* _EXERCISE DETAILS_:
Return each line of the data below that contains the string "repeats".

+++ RECORDS SUPPLIED

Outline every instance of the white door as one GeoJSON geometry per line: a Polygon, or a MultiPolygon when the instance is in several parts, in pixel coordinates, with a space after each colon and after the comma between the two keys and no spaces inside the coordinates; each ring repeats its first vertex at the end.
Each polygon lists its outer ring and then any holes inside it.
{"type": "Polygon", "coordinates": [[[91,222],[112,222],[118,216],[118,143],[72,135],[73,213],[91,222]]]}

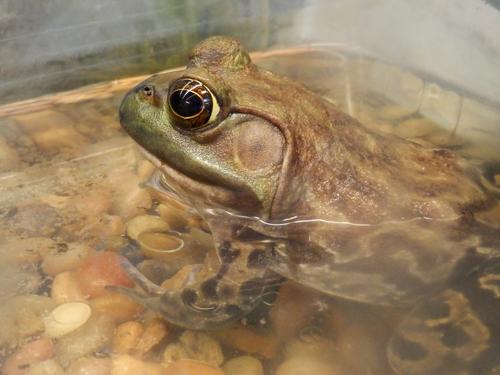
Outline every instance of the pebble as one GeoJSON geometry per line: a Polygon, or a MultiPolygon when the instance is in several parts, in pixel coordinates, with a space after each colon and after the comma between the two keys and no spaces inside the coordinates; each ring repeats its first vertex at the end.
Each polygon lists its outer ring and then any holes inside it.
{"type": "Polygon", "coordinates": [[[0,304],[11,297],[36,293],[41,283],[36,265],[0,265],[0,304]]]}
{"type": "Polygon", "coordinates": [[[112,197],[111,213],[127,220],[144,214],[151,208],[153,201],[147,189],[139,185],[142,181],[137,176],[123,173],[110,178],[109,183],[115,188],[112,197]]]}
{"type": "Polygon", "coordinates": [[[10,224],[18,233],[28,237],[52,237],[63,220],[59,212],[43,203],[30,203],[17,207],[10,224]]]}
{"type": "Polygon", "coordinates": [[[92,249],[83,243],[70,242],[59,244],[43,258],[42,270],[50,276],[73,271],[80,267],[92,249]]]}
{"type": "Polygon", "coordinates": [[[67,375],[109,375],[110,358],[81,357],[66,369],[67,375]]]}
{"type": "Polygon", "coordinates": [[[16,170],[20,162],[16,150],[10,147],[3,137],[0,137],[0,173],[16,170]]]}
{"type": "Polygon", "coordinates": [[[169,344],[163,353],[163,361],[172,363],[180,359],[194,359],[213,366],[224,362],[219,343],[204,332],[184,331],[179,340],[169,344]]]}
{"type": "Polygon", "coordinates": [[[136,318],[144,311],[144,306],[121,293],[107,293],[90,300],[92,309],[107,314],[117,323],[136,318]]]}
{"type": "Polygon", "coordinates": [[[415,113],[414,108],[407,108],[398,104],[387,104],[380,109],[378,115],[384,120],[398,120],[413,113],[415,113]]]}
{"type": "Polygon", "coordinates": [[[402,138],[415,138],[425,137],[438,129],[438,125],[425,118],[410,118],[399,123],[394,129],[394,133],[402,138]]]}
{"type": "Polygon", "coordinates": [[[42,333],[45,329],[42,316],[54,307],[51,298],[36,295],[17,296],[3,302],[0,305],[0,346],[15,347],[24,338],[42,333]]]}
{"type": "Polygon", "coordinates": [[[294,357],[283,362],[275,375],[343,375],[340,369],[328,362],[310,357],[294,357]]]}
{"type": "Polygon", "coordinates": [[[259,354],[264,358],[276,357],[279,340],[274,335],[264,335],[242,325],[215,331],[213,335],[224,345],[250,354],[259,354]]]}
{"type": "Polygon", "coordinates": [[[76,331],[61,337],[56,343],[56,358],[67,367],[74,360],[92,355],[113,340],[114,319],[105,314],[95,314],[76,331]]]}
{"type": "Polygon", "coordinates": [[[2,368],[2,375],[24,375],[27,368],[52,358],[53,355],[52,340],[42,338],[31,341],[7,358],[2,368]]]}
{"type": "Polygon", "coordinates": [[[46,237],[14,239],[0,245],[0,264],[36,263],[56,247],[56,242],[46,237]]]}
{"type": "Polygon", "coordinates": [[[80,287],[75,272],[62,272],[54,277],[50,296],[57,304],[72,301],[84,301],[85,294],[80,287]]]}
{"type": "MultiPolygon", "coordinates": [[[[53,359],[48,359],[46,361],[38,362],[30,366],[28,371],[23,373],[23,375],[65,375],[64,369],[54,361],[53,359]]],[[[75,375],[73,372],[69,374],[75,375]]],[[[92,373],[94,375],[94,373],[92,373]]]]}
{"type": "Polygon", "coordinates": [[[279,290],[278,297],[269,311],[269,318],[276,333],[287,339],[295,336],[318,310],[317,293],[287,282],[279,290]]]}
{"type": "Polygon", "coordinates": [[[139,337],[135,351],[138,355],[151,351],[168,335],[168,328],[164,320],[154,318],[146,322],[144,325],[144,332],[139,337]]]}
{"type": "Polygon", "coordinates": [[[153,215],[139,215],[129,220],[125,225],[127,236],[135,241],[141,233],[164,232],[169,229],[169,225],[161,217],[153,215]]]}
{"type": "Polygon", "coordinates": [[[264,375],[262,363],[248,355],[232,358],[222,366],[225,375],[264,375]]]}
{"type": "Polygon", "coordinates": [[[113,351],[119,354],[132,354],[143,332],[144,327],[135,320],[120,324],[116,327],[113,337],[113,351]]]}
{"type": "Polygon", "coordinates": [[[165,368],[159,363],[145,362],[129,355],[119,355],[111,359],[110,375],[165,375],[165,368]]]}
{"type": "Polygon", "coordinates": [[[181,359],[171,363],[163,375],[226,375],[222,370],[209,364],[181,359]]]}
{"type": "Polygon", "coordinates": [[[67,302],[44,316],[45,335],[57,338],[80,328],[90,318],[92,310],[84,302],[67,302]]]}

++++++

* _RESPONSE TO THIS EXERCISE_:
Outline every instance of the white door as one GeoJSON geometry per line: a Polygon, or a MultiPolygon when the instance is in several parts, in pixel coordinates, with a space after each colon and after the comma between the two keys and no spaces inside the coordinates; each ring repeats its first vertex at the end.
Outline every instance of the pebble as one GeoJSON geometry per line: a Polygon, or a MultiPolygon when the instance is in several parts, in pixel coordinates, with a space after each colon and after the comma between the two keys and no spaces inside the coordinates; each ring repeats its first vertex at the end.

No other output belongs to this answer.